PROBLEM TO WORK ON
Could you quote, exactly as they stand, the lines running from the one with "the dark gray siding house" to the final line of the material?

(Coordinate annotation records)
□ □ □ □ □

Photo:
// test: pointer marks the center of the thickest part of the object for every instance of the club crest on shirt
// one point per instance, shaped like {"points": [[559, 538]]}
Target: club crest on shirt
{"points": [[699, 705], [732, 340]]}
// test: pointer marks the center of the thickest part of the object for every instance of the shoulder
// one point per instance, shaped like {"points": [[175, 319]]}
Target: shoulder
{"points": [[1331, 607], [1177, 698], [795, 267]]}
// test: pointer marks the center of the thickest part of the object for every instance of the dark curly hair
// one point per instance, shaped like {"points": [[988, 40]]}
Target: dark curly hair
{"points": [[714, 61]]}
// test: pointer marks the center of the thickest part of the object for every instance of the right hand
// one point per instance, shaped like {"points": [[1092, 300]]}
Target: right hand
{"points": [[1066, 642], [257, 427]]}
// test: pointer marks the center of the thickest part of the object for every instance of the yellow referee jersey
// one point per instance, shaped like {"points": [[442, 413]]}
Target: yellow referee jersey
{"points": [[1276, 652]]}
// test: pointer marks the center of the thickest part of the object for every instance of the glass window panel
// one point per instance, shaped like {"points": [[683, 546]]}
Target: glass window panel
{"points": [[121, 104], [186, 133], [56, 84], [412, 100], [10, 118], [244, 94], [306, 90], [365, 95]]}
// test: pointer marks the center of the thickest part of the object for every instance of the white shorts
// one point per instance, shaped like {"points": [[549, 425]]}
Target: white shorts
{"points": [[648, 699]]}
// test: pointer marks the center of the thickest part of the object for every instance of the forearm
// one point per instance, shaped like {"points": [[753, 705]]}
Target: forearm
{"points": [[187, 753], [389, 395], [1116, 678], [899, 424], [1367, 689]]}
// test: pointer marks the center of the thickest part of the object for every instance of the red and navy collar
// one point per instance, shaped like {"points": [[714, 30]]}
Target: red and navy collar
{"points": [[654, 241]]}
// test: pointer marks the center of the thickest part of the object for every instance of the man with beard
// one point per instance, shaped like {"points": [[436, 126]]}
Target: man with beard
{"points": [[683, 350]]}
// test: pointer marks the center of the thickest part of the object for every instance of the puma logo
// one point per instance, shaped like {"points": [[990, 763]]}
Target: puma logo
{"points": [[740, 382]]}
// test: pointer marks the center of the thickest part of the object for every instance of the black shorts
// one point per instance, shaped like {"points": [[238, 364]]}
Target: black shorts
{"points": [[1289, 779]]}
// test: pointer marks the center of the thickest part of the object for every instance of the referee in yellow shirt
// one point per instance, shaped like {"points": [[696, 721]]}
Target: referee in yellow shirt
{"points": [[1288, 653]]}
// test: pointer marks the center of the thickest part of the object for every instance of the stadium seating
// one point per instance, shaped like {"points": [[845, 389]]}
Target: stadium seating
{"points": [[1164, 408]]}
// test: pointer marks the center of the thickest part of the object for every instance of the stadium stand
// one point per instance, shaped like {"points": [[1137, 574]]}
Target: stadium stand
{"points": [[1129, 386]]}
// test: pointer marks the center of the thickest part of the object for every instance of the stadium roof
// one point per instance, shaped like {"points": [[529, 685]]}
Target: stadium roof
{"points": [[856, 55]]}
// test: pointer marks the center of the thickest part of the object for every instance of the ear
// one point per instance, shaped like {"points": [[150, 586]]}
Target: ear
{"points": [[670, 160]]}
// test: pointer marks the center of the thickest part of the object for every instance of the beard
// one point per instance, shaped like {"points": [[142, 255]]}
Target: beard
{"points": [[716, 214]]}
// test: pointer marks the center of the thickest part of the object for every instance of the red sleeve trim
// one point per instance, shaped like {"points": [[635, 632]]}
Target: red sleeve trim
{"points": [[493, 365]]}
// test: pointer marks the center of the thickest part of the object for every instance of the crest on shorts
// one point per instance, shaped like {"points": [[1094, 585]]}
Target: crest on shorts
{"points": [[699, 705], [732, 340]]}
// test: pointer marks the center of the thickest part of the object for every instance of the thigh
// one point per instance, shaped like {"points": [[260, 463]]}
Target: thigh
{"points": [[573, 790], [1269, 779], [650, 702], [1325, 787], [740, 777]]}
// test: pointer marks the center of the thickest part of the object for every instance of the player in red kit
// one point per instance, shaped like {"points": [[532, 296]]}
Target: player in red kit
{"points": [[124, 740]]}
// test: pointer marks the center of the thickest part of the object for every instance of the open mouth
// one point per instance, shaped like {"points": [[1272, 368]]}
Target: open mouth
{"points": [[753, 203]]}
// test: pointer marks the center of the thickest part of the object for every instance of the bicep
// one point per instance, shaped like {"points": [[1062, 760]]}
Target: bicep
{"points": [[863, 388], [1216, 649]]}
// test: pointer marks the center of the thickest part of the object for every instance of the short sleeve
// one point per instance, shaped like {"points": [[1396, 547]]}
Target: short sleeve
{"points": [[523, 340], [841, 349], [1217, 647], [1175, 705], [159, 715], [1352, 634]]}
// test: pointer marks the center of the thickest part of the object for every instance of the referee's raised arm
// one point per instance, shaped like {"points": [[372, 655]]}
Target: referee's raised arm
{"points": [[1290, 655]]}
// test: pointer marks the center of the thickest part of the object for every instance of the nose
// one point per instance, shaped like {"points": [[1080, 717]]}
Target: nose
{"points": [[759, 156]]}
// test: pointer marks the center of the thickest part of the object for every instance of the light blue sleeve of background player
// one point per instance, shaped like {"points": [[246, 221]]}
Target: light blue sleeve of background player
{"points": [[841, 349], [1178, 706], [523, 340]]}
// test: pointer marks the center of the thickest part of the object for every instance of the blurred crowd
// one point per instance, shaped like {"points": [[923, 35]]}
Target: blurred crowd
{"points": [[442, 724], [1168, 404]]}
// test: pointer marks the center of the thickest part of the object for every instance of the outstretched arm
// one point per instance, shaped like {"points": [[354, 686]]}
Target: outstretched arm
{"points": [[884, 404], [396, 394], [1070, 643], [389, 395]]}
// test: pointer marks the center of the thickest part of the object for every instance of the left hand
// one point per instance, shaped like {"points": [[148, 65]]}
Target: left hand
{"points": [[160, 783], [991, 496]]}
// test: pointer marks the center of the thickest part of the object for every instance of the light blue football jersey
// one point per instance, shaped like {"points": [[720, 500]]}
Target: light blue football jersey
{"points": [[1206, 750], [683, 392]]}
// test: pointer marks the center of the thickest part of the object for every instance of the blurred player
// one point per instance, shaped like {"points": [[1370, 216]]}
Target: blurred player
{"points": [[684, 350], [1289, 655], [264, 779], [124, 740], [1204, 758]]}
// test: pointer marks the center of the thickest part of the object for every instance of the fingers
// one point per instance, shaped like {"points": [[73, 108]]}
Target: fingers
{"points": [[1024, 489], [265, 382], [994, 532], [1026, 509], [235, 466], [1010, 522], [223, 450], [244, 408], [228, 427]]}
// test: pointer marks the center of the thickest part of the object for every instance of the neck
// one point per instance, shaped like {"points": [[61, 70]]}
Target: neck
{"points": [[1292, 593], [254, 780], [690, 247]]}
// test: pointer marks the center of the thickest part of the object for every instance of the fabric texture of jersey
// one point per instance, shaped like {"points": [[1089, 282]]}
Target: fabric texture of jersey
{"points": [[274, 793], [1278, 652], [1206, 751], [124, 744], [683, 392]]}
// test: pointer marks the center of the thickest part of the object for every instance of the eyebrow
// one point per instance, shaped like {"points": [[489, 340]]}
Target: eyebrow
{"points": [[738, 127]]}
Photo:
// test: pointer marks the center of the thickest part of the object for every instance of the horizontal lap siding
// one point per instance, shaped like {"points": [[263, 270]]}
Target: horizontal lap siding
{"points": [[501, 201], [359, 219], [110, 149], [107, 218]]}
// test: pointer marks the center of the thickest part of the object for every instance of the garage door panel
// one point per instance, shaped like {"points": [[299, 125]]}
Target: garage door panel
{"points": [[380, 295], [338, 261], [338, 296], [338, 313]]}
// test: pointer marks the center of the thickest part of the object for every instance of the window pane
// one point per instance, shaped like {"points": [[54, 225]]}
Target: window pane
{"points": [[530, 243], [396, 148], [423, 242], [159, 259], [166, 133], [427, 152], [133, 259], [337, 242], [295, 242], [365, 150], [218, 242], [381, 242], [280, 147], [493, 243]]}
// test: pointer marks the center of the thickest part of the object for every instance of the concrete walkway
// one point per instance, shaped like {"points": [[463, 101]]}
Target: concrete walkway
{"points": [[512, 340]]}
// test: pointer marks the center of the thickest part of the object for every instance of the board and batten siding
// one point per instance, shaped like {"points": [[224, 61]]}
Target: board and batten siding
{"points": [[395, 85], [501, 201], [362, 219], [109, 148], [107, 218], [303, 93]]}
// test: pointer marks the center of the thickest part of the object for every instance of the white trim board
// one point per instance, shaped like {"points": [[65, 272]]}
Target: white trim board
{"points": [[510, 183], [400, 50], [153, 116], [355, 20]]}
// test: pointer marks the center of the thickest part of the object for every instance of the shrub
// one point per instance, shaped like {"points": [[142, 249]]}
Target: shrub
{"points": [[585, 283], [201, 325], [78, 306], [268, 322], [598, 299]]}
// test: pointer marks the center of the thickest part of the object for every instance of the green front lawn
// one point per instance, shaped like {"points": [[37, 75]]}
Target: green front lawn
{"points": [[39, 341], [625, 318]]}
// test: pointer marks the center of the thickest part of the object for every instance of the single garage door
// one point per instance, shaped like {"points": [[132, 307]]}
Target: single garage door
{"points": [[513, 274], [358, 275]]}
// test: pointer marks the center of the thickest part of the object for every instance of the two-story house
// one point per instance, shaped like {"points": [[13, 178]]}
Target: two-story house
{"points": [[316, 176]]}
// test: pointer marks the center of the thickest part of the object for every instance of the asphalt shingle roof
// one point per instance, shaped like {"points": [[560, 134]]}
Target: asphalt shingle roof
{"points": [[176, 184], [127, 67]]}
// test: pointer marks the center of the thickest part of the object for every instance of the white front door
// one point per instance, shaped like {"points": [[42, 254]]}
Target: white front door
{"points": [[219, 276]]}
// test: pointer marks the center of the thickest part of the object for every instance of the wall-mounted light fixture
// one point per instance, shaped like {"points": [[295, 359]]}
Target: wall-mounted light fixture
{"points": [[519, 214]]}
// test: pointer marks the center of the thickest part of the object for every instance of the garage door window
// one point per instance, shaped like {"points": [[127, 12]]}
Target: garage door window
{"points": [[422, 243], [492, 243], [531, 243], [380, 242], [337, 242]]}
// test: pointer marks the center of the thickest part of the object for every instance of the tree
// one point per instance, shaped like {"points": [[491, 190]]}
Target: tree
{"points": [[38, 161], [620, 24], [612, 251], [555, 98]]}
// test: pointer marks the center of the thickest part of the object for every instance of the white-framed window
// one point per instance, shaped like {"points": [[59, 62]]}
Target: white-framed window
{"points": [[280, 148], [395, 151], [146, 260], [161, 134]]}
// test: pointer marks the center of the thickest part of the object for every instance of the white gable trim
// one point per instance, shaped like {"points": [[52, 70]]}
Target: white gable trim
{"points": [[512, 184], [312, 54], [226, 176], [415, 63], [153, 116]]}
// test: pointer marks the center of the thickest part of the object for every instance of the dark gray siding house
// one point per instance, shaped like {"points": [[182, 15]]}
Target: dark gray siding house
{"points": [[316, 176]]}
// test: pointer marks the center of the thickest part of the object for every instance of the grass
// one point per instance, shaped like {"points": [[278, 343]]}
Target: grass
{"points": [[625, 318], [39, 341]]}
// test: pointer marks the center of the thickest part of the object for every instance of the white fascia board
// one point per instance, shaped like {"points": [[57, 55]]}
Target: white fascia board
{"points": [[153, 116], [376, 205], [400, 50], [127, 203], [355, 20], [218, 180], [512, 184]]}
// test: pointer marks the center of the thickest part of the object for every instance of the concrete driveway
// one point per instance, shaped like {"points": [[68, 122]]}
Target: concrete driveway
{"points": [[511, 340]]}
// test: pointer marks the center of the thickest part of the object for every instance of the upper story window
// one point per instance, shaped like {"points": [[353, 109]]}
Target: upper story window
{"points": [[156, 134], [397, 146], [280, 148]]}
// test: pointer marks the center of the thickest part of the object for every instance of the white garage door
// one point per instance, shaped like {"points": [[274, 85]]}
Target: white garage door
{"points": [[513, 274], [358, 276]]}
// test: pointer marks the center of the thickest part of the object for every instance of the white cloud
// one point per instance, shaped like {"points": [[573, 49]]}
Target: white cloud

□ □ □ □ □

THE SOLUTION
// test: pointer marks the center of the thickest part of the object for every instance of the dark gray siding house
// one point per instance, shaped like {"points": [[182, 15]]}
Target: dark gray siding house
{"points": [[316, 176]]}
// test: pointer marks the center of the thickest part of the object for every instance of the grass
// one point per instance, shaped like {"points": [[278, 343]]}
Target: grass
{"points": [[625, 318], [39, 341]]}
// test: pointer marks the center of the thickest part of the object for every instance of the white fascia board
// one point per instance, shaped like {"points": [[57, 55]]}
Target: white fascia board
{"points": [[153, 116], [376, 205], [400, 50], [127, 203], [355, 20], [218, 180], [512, 184]]}
// test: pointer marks the center of the thickest part of the object for every instance of the concrete driveway
// one point per instance, shaped like {"points": [[68, 122]]}
Target: concrete driveway
{"points": [[511, 340]]}
// test: pointer marks the center of the thickest part of the object for every instance of the upper story window
// one point per instance, shaped like {"points": [[353, 109]]}
Target: upper story window
{"points": [[156, 134], [397, 146], [280, 148]]}
// test: pointer marks the center of the thickest part of the object for every instance of the white garage door
// one point per instance, shaped like {"points": [[274, 85]]}
Target: white garage door
{"points": [[513, 274], [358, 276]]}
// test: pointer marks the center of the thickest part of the object for every instance of the white cloud
// one point per instance, shaped like {"points": [[573, 49]]}
Target: white cloud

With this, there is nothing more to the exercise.